* _Extrait de page_
A neuf heures le matin suivant, très excité, je descendis l'escalier quatre à quatre et me précipitai dans la rue Octave Feuillet. Le solide chauffeur Guégan était planté devant une voiture impressionnante, oui vraiment fantastique. J'examinais l'avant de ce véhicule plus long et plus imposant que la «11 », mais aussi élégant. Ce qui me frappait, c'était taille des ailes qui enveloppaient les phares comme pour bien les protéger. Mon père nous rejoignit. Il répondit au salut de Guégan et lui demanda s'il avait fait le plein.

Avec le ton d'un camelot mon père s'écria :

- Mesdames et messieurs, je vous présente une automobile sensationnelle que je baptise aujourd'hui la «voiture de l'année» avant qu'elle ne devienne la «voiture du siècle». c'est la «22» Citroën; elle complète la gamme des «7» et des «11». Son moteur ? Un 8-cylindres en V qui, jusqu'à nouvel ordre sera un moteur V-8 Ford .Guégan, poursuivit-il de sa voix normale, je vais prendre le volant, vous à côté de moi, mon fils montera derrière.

- Stoppons la «22» une seconde pour dire que Citroën détestait conduire En fait il conduisait rarement et très mal. Quand, par exemple, il stoppa la ronde infernale de «La Petite Rosalie» après ses 300000 kilomètres bouclés à Montlhéry, la presse lui demanda de lui faire faire un ultime tour de piste histoire de le filmer et le photographier à bord, il s'installa à regret au volant et, assez crispé, ne parcourut, d'après un témoin de l'événement, qu'une centaine de mètres d'une conduite très incertaine.

Remontons maintenant à la «22»..

La nervosité de la "22" me stupéfie. Et pourtant mon père conduit prudemment.

«Quelle accélération! Le temps de compter jusqu'à vingt et l'on est en prise directe, c'est-à-dire en troisième, et, au démarrage, on n'a plus besoin changer de vitesse, Nous montons en troisième la côte du mont Valérien, au-delà de Saint-Germain, nous nous engageons sur la «route de quarante sous», traversons Mantes, Pacy, Evreux. Pas de halte à la succursale de cette ville : tiens, pourquoi ? Mais, trente kilomètres loin, dans un petit village nommé La Commanderie, la «22» ralentit et s'arrête sur le bas-côté de la route.

- La souplesse et les reprises de cette voiture sont extraordinaires, commente mon père. Tu dois en juger par toi même. Je te passe le volant et je monte derrière. Guégan fronce les sourcils, il va dire quelque chose, mais mon père lui coupe la parole: - Monsieur Bernard sait conduire depuis qu'il a dix ans!

* _Extrait de données_
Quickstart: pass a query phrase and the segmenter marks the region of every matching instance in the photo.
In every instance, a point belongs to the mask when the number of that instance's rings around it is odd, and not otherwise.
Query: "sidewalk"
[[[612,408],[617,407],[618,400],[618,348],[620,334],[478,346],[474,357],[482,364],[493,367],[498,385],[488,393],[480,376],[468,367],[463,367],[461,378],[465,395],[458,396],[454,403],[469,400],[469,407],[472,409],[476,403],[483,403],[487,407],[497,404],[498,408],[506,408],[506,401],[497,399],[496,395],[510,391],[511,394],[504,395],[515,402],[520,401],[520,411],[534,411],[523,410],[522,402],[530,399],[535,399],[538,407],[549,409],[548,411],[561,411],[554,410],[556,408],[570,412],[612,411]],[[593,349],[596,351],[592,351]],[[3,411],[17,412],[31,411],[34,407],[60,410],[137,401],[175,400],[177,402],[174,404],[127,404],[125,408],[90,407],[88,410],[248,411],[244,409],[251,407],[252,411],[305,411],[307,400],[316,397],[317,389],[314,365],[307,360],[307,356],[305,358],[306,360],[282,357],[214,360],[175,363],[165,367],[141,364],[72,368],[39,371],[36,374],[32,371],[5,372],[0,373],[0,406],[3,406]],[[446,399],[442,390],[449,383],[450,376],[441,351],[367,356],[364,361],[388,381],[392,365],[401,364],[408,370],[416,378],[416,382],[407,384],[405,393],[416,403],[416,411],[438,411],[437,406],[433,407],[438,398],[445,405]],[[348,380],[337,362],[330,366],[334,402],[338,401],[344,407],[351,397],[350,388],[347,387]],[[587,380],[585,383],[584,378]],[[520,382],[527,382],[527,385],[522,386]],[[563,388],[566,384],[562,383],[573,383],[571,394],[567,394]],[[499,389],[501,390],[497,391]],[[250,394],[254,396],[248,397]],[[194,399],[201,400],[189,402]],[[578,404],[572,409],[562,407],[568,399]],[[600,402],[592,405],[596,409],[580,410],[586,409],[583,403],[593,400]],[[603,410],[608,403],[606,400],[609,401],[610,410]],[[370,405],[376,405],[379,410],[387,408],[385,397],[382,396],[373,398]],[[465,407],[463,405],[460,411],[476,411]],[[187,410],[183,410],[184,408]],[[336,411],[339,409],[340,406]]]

* _À faire_
a: Recopiez fidèlement le passage de l'extrait sur la « 22 », de « Avec le ton » jusqu'à « fils montera derrière. ».
b: D'après l'extrait sur la « 22 », dans quel village la voiture s'arrête-t-elle sur le bas-côté de la route ?

* _Résultats par tâche_
a:
Avec le ton d'un camelot mon père s'écria :

- Mesdames et messieurs, je vous présente une automobile sensationnelle que je baptise aujourd'hui la «voiture de l'année» avant qu'elle ne devienne la «voiture du siècle». c'est la «22» Citroën; elle complète la gamme des «7» et des «11». Son moteur ? Un 8-cylindres en V qui, jusqu'à nouvel ordre sera un moteur V-8 Ford .Guégan, poursuivit-il de sa voix normale, je vais prendre le volant, vous à côté de moi, mon fils montera derrière.

b: Dans un petit village nommé La Commanderie.